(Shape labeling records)
——————————
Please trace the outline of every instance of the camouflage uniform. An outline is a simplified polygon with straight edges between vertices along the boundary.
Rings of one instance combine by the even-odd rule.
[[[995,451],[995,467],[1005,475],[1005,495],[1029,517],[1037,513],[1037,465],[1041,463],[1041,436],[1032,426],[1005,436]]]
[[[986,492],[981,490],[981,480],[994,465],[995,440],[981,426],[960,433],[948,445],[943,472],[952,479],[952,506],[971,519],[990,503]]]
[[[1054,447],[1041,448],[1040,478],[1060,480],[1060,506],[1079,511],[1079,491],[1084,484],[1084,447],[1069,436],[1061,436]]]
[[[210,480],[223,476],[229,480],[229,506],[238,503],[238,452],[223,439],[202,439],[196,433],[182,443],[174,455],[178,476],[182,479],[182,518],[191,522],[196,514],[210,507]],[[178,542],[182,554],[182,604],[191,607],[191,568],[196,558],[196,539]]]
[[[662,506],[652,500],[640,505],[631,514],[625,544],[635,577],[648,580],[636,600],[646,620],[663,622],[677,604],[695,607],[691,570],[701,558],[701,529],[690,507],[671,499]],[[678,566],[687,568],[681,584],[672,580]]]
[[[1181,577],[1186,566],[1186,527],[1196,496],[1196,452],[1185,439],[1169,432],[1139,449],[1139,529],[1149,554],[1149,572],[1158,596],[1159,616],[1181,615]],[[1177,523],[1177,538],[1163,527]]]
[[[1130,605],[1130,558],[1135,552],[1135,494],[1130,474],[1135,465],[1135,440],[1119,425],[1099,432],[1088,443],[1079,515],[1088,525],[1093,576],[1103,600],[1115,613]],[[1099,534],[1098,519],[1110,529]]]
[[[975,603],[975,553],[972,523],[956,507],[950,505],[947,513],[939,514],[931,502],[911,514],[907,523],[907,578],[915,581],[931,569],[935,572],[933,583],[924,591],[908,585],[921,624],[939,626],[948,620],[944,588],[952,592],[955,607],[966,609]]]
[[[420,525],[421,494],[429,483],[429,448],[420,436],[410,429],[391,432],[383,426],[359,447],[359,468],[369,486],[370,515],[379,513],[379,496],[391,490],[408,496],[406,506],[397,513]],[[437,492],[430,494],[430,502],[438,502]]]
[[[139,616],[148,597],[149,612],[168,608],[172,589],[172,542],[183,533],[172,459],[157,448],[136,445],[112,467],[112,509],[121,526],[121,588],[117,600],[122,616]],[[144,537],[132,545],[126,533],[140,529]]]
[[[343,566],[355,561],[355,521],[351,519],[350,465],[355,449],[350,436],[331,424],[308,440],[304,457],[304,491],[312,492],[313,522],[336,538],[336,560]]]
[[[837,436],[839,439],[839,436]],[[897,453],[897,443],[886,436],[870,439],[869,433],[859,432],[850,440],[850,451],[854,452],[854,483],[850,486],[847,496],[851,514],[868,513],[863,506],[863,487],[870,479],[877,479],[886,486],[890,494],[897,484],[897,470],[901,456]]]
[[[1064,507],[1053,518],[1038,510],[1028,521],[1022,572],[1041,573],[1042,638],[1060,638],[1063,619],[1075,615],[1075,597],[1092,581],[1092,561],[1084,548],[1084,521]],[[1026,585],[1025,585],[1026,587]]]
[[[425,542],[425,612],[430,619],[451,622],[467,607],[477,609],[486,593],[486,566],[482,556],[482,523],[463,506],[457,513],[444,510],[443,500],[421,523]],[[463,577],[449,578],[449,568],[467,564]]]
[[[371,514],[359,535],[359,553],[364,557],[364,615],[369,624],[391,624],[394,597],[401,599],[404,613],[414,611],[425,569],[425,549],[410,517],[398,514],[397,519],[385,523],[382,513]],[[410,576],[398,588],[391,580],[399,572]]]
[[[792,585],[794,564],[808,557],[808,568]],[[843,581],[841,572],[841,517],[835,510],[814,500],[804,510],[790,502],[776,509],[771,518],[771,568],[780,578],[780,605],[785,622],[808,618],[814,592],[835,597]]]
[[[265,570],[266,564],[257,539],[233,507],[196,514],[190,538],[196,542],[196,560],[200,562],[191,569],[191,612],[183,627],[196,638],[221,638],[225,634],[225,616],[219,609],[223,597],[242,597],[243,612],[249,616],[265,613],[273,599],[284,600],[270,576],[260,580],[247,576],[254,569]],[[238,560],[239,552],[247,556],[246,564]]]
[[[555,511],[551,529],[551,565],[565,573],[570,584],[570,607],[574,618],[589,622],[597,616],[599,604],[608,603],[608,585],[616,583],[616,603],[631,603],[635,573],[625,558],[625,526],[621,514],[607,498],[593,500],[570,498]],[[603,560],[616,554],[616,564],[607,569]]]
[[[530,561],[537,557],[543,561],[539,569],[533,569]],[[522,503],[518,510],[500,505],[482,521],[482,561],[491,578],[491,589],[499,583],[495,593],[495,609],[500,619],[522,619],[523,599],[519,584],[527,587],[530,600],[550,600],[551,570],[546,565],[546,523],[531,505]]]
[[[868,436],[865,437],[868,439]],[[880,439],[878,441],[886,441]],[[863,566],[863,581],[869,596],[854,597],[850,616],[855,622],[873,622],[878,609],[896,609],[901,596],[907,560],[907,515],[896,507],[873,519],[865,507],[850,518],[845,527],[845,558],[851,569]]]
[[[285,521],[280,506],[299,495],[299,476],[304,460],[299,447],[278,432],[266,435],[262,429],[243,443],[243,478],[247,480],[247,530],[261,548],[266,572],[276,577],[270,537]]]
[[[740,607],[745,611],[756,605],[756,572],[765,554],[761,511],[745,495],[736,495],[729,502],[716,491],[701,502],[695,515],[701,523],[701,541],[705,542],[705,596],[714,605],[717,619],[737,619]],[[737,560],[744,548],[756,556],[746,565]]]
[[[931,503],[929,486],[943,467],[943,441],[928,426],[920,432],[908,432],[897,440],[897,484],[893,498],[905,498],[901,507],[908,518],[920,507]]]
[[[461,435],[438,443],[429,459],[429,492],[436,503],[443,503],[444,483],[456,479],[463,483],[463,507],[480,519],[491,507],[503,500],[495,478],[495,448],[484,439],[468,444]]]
——————————
Please return the data above word for word, starting at its first line and stopping after the line that contains "Rings of one".

Please trace the outline of every instance of the camouflage uniform. An outline is a simplified polygon with straight edges between vertices along the boundary.
Rings of one instance combine by the even-odd rule.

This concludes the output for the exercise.